AUFGABE 1:
Entscheiden Sie für jede der folgenden Aussagen, ob sie mit dem Text über Albert Boadella übereinstimmt, und belegen Sie jedes Ja oder Nein mit den entscheidenden Worten des Textes als wörtlichem Zitat. (a) Albert Boadella ist 57 Jahre alt. (b) Der Film „¡Buen viaje, excelencia!“ erzählt die ersten Tage von Francos Herrschaft. (c) Boadella hielt Franco früher für einen beachtlichen Militär.

QUELLE:

Albert Boadella (57), Theatermacher, bringt mit einer Satire über den Diktator halb Spanien gegen sich auf – und die andere Hälfte zum Lachen.

Spaniens Diktator Francisco Franco ist zurück. Er füllt die Kinosäle des Landes. „¡Buen viaje, excelencia!“ heißt der Film. Humorvoll erzählt er die letzten Tage des senilen Tyrannen. „Ich glaubte immer, dass er schlau und pervers und ein beachtlicher Militär war“, sagt der Autor des Drehbuches und Direktor der Theatertruppe Els Joglars, Albert Boadella. „Dann machte ich die große Entdeckung: Er war geistig schwach, ungebildet, von intellektueller und kultureller Armut und hatte selbst von den einfachsten Dingen des Lebens keine Ahnung. Wir beschrieben ihn als viel gefährlicher als er war, um unsere schwache Opposition gegen ihn zu rechtfertigen.“

Jetzt gibt Boadella Franco der Lächerlichkeit preis. Zynismus als symbolischer Tyrannenmord und späte Gruppentherapie.

DATEN ZUR AUFGABE:
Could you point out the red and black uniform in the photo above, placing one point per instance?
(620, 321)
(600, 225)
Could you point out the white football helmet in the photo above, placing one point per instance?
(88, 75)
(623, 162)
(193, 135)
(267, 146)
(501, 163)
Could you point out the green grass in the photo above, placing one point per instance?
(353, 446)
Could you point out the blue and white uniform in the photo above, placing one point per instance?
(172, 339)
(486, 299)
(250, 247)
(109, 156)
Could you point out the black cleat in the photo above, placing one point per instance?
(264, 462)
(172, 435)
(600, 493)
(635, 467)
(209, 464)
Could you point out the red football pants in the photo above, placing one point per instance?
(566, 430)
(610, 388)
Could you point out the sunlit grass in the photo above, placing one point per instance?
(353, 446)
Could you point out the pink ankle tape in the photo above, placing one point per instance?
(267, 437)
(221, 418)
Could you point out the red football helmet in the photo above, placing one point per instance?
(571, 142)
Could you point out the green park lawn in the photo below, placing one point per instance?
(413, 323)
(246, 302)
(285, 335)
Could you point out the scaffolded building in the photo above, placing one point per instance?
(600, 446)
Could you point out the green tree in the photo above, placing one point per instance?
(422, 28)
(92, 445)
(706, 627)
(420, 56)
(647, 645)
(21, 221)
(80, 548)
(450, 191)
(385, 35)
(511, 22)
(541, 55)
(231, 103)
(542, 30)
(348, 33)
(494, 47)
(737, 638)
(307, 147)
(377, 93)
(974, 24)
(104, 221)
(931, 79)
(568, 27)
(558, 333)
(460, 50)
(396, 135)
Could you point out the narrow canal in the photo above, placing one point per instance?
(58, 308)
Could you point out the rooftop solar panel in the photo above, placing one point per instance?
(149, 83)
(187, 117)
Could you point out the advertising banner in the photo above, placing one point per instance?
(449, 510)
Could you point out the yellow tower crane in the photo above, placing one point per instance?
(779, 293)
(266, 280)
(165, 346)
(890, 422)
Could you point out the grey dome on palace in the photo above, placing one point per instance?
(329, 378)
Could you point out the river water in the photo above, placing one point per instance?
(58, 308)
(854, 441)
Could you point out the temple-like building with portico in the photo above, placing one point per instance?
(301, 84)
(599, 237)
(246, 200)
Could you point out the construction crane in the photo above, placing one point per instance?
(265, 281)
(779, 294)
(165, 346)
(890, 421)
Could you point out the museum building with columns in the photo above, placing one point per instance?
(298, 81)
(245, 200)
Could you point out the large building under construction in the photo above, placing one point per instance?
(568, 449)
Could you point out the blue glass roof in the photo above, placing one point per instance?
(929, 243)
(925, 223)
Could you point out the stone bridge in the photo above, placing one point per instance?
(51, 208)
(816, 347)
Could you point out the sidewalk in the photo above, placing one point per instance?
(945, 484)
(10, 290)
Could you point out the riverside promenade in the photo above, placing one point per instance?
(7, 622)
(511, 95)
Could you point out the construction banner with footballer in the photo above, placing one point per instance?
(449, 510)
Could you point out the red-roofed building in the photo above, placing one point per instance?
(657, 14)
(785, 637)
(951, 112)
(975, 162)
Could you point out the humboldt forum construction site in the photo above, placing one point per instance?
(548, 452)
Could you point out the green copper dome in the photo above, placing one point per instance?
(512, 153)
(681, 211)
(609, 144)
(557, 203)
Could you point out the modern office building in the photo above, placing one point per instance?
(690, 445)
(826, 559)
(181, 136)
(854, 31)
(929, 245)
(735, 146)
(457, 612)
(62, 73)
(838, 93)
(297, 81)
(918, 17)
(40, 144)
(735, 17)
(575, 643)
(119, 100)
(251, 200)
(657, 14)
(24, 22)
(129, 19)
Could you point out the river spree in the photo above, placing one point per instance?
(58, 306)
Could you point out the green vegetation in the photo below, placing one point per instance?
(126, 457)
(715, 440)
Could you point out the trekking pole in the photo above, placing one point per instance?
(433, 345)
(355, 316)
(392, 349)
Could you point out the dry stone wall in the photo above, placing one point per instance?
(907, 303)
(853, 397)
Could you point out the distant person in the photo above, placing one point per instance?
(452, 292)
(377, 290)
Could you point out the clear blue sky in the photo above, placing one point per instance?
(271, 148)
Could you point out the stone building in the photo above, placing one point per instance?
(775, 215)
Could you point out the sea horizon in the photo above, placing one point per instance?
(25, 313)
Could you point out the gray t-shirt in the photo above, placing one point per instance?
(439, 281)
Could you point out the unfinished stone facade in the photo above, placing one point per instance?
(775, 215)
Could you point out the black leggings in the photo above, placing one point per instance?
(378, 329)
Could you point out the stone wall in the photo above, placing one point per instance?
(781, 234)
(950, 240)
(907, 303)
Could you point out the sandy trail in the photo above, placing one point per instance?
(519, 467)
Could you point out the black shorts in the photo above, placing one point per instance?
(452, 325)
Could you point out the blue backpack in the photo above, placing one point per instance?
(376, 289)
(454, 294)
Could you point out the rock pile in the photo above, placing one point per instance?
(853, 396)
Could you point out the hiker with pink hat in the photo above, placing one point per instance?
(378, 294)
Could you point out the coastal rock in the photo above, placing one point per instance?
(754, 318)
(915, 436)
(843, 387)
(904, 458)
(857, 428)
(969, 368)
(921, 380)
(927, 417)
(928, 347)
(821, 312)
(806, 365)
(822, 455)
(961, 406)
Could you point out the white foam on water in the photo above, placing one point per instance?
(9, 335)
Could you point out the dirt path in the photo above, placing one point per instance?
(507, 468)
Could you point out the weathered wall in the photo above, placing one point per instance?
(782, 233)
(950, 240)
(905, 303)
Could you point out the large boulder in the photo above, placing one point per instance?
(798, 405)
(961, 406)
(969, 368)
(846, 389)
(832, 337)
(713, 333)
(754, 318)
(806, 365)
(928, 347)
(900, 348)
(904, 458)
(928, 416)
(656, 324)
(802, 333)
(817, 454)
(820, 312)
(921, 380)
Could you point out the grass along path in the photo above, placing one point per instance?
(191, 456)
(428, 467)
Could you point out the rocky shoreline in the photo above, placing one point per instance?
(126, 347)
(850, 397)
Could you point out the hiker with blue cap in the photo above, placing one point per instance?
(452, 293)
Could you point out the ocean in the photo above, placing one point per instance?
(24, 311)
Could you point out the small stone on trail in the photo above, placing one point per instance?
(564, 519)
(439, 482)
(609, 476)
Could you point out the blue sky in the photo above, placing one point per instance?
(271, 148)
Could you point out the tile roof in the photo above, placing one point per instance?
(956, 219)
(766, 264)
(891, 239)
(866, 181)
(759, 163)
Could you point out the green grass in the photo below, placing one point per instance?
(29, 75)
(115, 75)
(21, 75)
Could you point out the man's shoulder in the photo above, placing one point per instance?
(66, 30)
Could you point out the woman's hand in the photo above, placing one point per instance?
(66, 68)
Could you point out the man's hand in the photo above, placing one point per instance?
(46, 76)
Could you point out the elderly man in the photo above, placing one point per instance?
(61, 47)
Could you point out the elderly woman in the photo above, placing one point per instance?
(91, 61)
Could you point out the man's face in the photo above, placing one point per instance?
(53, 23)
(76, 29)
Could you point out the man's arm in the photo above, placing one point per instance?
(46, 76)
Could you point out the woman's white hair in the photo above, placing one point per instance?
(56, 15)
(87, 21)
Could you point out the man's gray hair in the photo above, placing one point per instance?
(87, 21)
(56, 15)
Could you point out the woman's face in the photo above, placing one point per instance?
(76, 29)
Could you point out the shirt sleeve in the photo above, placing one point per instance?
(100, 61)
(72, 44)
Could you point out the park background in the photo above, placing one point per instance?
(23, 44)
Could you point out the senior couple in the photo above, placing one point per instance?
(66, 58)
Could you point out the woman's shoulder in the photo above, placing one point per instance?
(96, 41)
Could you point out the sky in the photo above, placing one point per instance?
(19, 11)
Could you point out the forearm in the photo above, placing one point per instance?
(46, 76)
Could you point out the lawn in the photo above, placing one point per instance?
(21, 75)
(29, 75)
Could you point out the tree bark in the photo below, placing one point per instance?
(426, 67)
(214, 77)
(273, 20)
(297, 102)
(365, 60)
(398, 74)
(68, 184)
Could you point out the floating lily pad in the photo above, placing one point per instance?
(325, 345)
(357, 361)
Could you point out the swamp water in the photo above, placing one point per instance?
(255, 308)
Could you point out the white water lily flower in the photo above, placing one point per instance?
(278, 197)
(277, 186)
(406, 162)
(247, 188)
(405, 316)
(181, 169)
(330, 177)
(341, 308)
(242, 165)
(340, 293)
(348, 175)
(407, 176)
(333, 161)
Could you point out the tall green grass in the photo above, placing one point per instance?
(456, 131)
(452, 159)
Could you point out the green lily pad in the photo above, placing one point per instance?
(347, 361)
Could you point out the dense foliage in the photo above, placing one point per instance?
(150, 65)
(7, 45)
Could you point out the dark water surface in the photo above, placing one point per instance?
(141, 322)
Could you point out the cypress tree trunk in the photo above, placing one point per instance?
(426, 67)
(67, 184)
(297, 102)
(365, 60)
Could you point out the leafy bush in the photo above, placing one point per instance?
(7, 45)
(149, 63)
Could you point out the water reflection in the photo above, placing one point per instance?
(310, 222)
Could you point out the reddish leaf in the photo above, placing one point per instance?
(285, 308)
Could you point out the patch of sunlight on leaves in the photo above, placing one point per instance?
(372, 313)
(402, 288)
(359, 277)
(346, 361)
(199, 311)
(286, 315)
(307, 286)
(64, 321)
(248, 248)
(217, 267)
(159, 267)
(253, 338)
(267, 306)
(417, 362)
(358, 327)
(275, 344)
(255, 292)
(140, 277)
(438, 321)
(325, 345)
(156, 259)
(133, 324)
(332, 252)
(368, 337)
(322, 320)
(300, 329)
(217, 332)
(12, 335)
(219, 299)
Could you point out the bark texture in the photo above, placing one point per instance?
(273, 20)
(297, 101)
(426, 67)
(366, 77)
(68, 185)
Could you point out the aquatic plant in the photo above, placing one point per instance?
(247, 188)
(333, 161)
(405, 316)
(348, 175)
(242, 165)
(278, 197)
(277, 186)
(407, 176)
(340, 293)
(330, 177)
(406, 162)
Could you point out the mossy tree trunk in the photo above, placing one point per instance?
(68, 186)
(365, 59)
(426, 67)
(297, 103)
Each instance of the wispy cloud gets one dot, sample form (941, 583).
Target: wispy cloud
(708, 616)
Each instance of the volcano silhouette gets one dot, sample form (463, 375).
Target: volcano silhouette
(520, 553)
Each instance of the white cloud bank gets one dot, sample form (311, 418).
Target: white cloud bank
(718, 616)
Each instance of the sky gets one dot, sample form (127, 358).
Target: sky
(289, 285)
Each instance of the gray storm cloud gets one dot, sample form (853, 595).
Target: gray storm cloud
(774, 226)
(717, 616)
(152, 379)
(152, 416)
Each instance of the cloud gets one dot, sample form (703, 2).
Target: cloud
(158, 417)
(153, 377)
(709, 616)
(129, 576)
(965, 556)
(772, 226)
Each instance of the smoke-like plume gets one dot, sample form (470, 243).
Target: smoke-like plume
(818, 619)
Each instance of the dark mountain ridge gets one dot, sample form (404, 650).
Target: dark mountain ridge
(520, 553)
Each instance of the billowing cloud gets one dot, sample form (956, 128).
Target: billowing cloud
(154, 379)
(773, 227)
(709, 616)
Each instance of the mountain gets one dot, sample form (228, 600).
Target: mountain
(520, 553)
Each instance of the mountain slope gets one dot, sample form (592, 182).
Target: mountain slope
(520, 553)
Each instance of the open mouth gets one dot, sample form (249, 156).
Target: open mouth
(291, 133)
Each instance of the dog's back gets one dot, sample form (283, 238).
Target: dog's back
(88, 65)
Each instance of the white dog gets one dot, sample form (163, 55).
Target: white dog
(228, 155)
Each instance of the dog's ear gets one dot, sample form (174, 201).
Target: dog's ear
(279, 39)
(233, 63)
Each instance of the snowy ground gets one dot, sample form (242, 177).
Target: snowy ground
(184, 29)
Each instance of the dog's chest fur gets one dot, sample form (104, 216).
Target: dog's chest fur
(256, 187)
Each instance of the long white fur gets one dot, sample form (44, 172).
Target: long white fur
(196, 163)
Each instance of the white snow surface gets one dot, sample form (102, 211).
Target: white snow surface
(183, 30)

AUFGABE 2:
Ermitteln Sie, in wie vielen Zeilen der Einträge das Wort „crane“ vorkommt, und nennen Sie nur die Zahl.

RICHTIGE ANTWORT 1:
(a) Ja: „Albert Boadella (57), Theatermacher“
(b) Nein: „Humorvoll erzählt er die letzten Tage des senilen Tyrannen.“
(c) Ja: „Ich glaubte immer, dass er schlau und pervers und ein beachtlicher Militär war“

RICHTIGE ANTWORT 2:
2